### Problem description
Select each line in the rows below that contains the string "gray", and copy those lines out in order.
## Start Task data
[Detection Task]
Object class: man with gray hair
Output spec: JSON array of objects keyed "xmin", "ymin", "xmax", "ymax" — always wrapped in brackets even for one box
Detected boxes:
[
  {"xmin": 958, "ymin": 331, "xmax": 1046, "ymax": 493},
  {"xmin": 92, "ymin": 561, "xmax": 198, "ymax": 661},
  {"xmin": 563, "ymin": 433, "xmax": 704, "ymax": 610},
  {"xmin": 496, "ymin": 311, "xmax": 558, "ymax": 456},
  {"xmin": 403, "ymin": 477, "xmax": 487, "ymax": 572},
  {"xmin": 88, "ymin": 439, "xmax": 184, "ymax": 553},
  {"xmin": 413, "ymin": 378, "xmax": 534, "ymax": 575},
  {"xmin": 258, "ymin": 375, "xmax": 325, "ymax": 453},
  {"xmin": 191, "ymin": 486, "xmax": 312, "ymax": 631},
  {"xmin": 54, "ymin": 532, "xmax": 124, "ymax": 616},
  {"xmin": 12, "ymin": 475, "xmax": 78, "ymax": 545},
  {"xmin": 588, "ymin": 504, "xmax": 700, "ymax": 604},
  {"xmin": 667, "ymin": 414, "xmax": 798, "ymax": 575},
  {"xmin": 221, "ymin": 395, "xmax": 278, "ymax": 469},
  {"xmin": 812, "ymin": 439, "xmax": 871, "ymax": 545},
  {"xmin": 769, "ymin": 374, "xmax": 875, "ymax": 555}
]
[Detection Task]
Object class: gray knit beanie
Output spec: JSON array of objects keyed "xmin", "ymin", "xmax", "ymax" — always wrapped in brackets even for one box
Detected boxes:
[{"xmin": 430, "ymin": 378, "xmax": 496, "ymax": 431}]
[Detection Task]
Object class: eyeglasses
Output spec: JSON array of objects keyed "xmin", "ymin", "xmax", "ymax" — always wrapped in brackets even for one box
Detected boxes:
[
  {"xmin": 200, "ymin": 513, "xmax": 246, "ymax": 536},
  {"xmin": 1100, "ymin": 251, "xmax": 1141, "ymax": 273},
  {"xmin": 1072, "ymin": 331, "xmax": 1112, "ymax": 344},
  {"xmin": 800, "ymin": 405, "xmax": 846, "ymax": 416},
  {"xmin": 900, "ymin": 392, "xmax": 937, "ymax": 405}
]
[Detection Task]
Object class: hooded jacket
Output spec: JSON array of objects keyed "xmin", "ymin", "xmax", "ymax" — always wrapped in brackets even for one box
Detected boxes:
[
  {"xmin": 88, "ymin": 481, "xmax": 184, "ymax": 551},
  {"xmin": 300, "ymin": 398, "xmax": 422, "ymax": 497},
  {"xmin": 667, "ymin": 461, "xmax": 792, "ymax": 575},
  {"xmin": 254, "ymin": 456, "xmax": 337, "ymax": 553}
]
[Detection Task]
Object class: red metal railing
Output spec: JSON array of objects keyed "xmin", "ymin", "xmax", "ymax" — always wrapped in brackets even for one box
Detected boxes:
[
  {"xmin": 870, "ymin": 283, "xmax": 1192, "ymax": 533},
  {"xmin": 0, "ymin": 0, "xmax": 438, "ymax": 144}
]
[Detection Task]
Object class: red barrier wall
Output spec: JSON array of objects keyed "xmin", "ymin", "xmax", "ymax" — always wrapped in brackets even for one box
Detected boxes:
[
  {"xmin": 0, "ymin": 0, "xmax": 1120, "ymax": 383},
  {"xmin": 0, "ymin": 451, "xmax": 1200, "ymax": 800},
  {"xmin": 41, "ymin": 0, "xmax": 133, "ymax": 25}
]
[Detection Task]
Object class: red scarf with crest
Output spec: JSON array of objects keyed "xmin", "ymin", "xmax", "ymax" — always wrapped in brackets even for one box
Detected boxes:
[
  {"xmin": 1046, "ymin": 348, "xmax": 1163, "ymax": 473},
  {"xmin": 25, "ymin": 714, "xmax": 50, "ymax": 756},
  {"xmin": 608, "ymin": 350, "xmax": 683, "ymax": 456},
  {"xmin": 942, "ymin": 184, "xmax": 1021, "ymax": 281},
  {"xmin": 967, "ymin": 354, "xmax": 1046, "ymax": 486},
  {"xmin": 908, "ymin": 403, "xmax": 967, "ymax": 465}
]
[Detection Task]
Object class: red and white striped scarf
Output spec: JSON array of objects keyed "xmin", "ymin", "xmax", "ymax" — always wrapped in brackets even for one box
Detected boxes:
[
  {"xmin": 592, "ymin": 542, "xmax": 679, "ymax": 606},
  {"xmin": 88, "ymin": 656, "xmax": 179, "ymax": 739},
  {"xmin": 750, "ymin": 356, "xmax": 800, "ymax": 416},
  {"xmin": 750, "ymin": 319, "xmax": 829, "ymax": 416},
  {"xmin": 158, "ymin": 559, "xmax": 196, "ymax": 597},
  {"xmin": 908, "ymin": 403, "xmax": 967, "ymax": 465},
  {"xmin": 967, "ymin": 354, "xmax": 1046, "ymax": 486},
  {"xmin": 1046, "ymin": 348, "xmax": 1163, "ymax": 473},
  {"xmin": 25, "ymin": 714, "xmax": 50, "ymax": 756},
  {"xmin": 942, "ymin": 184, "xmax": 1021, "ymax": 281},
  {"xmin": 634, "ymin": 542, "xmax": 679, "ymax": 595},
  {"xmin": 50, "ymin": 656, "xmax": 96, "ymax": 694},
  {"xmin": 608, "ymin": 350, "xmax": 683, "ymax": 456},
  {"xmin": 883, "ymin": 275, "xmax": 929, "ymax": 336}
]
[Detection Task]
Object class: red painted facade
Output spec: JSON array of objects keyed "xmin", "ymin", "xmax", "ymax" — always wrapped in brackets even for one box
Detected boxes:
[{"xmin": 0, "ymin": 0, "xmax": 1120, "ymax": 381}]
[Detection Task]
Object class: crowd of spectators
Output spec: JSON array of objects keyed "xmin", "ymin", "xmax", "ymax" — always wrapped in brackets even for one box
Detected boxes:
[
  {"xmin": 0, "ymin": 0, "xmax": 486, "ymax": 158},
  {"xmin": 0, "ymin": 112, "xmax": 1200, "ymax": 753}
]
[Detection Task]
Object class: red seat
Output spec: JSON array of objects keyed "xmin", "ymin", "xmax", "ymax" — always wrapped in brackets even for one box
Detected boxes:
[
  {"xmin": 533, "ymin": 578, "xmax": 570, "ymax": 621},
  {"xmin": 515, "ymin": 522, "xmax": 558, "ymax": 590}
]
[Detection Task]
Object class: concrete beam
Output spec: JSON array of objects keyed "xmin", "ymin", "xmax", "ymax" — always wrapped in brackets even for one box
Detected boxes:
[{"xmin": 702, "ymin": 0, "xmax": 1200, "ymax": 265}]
## End Task data
### Worked solution
Object class: man with gray hair
Object class: gray knit beanie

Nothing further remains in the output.